## Task
Convert the rows below into a two-column CSV with the headers request and answer, one line for each row. Wrap every field in double quotes and replace any line breaks inside a field with spaces.

■ ■ ■ ■ ■

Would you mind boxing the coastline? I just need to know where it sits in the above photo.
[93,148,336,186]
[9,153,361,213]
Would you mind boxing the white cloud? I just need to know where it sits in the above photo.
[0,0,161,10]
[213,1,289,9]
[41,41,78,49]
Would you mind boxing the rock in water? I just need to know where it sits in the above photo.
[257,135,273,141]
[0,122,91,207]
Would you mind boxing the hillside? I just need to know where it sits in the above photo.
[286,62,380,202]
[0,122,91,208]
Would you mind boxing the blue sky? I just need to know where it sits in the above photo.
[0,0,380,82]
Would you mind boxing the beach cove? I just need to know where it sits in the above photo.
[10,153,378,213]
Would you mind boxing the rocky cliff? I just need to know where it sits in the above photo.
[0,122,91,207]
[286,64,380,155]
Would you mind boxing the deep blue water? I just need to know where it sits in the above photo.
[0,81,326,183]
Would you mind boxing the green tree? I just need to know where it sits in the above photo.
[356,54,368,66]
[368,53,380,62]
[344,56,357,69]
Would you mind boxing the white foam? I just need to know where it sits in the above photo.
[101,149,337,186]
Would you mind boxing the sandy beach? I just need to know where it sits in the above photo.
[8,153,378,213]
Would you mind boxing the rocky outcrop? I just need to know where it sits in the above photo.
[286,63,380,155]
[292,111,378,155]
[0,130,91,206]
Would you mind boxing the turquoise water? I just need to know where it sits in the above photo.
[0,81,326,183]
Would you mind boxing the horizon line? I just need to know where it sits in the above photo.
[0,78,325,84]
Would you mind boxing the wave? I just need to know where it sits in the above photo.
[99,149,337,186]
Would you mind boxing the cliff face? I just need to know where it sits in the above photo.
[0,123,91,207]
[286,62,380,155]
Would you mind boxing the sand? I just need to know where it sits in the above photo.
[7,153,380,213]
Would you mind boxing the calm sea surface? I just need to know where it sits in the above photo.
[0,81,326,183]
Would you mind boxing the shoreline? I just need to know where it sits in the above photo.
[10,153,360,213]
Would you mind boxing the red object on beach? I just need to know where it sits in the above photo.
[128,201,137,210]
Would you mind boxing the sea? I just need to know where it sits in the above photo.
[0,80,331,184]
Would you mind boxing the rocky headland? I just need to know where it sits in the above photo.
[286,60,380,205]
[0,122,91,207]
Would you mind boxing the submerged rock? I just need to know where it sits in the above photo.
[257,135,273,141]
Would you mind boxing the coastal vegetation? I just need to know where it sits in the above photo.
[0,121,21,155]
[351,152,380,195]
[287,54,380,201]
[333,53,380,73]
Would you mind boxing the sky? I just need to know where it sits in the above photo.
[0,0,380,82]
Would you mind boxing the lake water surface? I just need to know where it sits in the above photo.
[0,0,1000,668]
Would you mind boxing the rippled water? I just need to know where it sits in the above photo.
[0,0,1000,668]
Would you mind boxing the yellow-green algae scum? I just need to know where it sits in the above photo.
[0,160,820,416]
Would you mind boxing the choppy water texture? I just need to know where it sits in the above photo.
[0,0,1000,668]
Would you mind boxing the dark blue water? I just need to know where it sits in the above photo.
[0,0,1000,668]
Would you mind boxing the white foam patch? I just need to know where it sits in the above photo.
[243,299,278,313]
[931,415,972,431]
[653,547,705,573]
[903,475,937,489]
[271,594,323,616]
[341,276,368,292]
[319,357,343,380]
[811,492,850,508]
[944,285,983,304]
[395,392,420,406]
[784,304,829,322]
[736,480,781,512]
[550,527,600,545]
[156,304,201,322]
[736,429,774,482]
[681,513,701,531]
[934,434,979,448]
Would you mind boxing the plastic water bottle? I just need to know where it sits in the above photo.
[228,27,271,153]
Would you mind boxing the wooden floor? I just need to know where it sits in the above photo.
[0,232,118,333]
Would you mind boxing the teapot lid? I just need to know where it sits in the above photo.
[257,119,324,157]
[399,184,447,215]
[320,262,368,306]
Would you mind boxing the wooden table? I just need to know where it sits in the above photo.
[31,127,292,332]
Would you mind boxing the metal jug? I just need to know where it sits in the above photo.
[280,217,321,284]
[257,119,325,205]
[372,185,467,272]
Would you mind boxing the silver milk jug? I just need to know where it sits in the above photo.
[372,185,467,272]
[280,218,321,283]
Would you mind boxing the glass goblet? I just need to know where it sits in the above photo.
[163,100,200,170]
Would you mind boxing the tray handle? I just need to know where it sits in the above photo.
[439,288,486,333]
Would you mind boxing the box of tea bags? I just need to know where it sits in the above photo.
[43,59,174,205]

■ ■ ■ ■ ■

## Written solution
request,answer
"Would you mind boxing the coastline? I just need to know where it sits in the above photo.","[93,148,336,186] [9,153,361,213]"
"Would you mind boxing the white cloud? I just need to know where it sits in the above photo.","[0,0,161,10] [213,1,289,9] [41,41,78,49]"
"Would you mind boxing the rock in water? I just need to know where it sits in the above photo.","[257,135,273,141] [0,122,91,207]"
"Would you mind boxing the hillside? I just need to know where it sits in the above photo.","[286,62,380,202] [0,122,91,208]"
"Would you mind boxing the blue sky? I just need to know where it sits in the above photo.","[0,0,380,82]"
"Would you mind boxing the beach cove? I just need to know where it sits in the above photo.","[10,153,378,213]"
"Would you mind boxing the rocky cliff? I just need to know where it sits in the above photo.","[0,122,91,207] [286,64,380,155]"
"Would you mind boxing the deep blue water? I just need to know where it sits in the above photo.","[0,81,326,183]"
"Would you mind boxing the green tree? I just need to know where it sits in the above photo.","[356,54,368,66] [368,53,380,62] [344,56,357,69]"
"Would you mind boxing the white foam? I just need to know where it sits in the above photo.","[101,149,337,186]"
"Would you mind boxing the sandy beach? I just need to know where it sits in the above photo.","[8,153,378,213]"
"Would you mind boxing the rocky outcrop? I just need to know where it sits in the above photo.","[286,63,380,155] [292,111,378,155] [0,130,91,206]"
"Would you mind boxing the turquoise water? I just need to know where it sits in the above photo.","[0,81,326,183]"
"Would you mind boxing the horizon line? I just need to know where it sits in the above photo.","[0,78,325,84]"
"Would you mind boxing the wave? I just need to know where it sits in the above photo.","[99,149,337,186]"
"Would you mind boxing the cliff face? I just need to know where it sits in the above photo.","[0,123,91,207] [286,62,380,155]"
"Would you mind boxing the sand? I just need to know where it sits in the above photo.","[7,153,380,213]"
"Would you mind boxing the calm sea surface? I just need to know where it sits in the above photo.","[0,81,326,183]"
"Would you mind boxing the shoreline? I just need to know where it sits in the above photo.","[10,153,360,213]"
"Would you mind boxing the red object on beach? I just need to know where it sits in the above photo.","[128,201,137,210]"
"Would you mind boxing the sea? I just need to know where it sits in the above photo.","[0,80,331,184]"
"Would you mind boxing the rocky headland? I just need to know where it sits in the above photo.","[286,60,380,205] [0,122,91,207]"
"Would you mind boxing the submerged rock? I just need to know where it sits in the above photo.","[257,135,273,141]"
"Would you mind boxing the coastal vegetation? I just need to know where it sits in the above photo.","[0,121,21,155] [351,152,380,195] [287,54,380,201] [333,53,380,73]"
"Would you mind boxing the sky? I just need to know where it sits in the above photo.","[0,0,380,82]"
"Would you mind boxing the lake water surface? I just need to know where it sits in the above photo.","[0,0,1000,668]"
"Would you mind boxing the rippled water? I just need to know where it sits in the above photo.","[0,0,1000,668]"
"Would you mind boxing the yellow-green algae scum? I just need to know where it sits in the above photo.","[0,160,820,416]"
"Would you mind boxing the choppy water texture? I just need to know where it sits in the above photo.","[0,0,1000,668]"
"Would you mind boxing the dark blue water? I just need to know where it sits in the above photo.","[0,0,1000,668]"
"Would you mind boxing the white foam patch? I just need to know where it sits in the above photo.","[243,299,278,313] [931,415,972,431] [653,547,705,573] [903,475,937,489] [271,594,323,616] [341,276,368,292] [319,357,343,380] [811,492,850,508] [944,285,983,304] [395,392,420,406] [784,304,829,322] [736,480,781,512] [550,527,600,545] [156,304,201,322] [736,429,774,482] [681,513,701,531] [934,434,979,448]"
"Would you mind boxing the plastic water bottle? I just need to know where it sits in the above photo.","[228,27,271,153]"
"Would you mind boxing the wooden floor? I just need to know where it sits in the above photo.","[0,232,118,333]"
"Would you mind boxing the teapot lid? I just need to know where it sits in the above photo.","[257,119,324,157] [399,184,447,215] [320,262,368,306]"
"Would you mind boxing the wooden table? I just need to know where it sits in the above photo.","[31,127,292,332]"
"Would you mind boxing the metal jug? I just need to know where it sits in the above photo.","[280,217,321,284] [257,119,325,205] [372,185,467,272]"
"Would you mind boxing the silver milk jug? I just need to know where it sits in the above photo.","[372,185,467,272] [280,218,321,283]"
"Would you mind boxing the glass goblet? I just need to know where it sits in the above photo.","[163,100,200,170]"
"Would you mind boxing the tray handle? I just need to know where it sits in the above photo.","[439,288,486,333]"
"Would you mind boxing the box of tea bags? I just need to know where it sits in the above photo.","[43,59,174,205]"